== Task details ==
Could you set down the lines below, from the one containing "Tag each instance of the outdoor" through the final line, exactly as written?

== Data extracts ==
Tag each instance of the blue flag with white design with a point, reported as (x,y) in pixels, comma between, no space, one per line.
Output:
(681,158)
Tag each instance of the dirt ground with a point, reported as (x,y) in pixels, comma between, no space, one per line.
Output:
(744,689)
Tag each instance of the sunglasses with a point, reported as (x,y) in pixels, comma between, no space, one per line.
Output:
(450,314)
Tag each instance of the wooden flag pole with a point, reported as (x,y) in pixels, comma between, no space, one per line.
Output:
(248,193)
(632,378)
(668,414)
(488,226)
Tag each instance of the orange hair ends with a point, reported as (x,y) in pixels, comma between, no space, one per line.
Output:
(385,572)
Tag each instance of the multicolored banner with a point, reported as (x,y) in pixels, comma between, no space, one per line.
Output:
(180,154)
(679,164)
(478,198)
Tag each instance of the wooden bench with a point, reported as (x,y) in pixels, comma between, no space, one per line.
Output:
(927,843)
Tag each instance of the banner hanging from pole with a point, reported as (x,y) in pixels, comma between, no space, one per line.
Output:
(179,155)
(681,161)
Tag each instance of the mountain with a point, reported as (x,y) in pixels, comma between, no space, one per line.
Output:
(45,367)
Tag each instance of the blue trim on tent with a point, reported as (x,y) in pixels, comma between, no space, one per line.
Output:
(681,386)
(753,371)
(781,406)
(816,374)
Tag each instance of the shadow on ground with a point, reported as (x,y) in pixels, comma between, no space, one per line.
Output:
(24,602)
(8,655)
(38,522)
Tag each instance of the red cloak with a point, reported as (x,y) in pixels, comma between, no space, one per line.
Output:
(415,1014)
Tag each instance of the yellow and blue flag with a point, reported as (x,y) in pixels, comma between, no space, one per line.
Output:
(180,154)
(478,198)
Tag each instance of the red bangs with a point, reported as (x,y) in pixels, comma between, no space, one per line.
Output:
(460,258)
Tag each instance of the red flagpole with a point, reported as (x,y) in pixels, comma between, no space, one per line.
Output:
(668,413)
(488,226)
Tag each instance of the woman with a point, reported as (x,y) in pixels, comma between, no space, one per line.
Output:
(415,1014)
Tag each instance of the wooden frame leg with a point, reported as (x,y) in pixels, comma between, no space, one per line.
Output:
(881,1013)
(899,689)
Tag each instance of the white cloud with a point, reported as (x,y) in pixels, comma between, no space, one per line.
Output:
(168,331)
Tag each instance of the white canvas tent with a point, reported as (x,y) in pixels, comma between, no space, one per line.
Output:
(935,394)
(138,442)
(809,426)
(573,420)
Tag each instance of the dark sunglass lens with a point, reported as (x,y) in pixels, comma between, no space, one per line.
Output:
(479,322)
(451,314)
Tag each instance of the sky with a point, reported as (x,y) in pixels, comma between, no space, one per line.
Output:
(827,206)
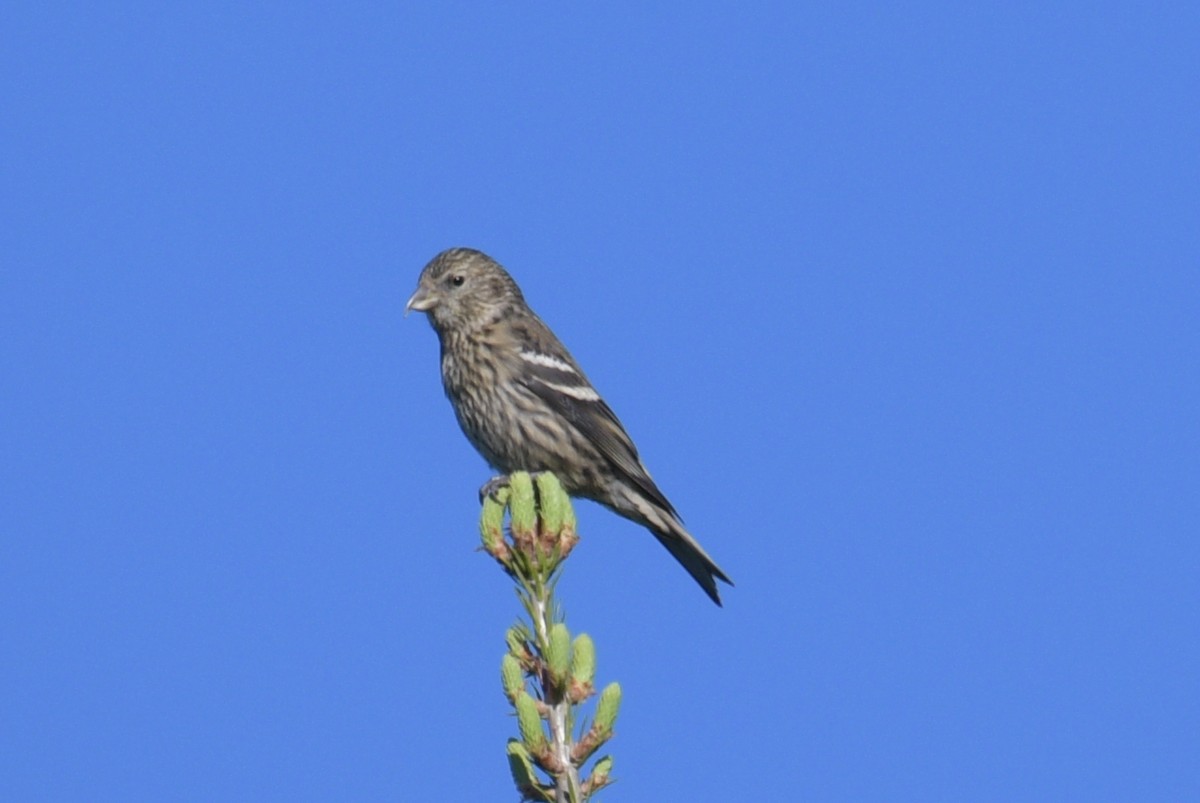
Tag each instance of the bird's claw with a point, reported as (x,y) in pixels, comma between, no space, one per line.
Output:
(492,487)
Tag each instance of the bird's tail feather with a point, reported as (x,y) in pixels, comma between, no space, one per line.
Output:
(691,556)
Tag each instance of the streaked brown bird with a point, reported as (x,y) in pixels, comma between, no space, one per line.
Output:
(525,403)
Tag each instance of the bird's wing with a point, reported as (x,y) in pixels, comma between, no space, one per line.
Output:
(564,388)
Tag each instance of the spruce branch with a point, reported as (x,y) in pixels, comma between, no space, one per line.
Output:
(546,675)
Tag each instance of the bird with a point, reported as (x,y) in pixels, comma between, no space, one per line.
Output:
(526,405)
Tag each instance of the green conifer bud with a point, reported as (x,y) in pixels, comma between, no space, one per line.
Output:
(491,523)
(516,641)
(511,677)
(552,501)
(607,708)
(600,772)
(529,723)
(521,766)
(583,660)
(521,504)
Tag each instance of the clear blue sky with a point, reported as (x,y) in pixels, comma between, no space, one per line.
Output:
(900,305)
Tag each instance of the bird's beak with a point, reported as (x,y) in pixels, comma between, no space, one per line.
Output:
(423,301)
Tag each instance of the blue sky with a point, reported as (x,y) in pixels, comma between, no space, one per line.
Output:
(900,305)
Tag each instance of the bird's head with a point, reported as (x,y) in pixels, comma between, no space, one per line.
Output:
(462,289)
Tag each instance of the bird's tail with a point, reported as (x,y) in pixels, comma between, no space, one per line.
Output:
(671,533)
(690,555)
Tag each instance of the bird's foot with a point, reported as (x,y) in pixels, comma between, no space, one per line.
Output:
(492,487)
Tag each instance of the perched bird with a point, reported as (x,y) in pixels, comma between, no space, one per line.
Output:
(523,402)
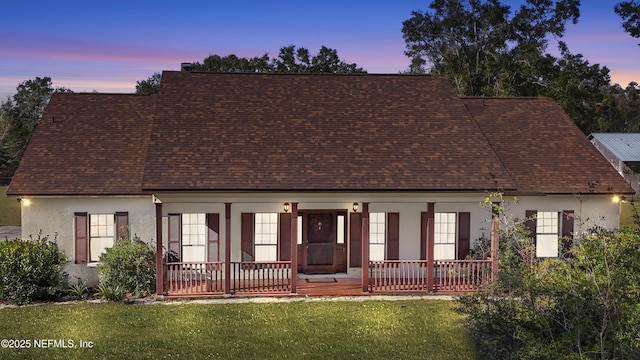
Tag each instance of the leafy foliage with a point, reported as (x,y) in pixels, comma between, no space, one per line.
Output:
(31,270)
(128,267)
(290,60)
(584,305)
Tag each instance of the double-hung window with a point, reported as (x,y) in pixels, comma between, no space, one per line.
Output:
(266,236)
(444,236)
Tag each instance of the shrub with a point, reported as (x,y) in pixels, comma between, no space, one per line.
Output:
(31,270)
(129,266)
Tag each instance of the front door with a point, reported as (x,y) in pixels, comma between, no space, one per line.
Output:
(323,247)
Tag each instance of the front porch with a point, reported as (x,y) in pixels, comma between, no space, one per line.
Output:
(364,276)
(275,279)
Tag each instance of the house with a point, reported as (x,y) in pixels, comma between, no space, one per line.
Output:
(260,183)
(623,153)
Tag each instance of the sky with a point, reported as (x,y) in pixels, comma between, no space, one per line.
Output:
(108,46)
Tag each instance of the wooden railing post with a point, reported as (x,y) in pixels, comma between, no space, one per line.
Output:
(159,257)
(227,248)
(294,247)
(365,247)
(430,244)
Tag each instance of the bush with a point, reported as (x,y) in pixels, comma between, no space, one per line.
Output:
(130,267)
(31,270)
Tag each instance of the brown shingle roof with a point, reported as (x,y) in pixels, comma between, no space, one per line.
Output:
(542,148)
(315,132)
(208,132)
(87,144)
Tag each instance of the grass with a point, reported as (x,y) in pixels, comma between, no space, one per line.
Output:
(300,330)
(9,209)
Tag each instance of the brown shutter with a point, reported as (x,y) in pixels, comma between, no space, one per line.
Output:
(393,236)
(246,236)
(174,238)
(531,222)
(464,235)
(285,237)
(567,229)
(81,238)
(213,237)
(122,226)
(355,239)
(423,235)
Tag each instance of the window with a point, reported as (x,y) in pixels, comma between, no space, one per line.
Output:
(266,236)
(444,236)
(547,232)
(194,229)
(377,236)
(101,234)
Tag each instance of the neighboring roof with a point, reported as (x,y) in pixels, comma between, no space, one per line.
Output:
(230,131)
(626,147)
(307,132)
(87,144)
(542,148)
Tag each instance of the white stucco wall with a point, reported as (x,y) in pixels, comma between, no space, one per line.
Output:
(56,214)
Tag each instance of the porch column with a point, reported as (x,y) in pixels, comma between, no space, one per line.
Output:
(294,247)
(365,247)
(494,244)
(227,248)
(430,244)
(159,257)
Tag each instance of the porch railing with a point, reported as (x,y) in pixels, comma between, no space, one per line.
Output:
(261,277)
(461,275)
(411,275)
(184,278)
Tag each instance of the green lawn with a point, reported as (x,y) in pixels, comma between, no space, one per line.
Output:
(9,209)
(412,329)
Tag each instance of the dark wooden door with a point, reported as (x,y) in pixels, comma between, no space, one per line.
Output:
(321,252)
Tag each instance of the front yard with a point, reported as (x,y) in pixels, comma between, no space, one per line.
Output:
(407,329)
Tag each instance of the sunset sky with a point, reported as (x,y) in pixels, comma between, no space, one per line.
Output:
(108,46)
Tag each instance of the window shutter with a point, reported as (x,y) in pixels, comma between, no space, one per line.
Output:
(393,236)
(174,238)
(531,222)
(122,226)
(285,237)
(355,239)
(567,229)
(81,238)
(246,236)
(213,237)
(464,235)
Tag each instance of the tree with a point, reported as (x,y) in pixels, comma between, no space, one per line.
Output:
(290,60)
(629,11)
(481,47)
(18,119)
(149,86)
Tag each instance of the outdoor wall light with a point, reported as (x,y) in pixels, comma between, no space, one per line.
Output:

== Solved exercise ==
Tag each instance of the outdoor wall light with a point, reported as (x,y) in pixels, comma between, no space, one per line.
Output:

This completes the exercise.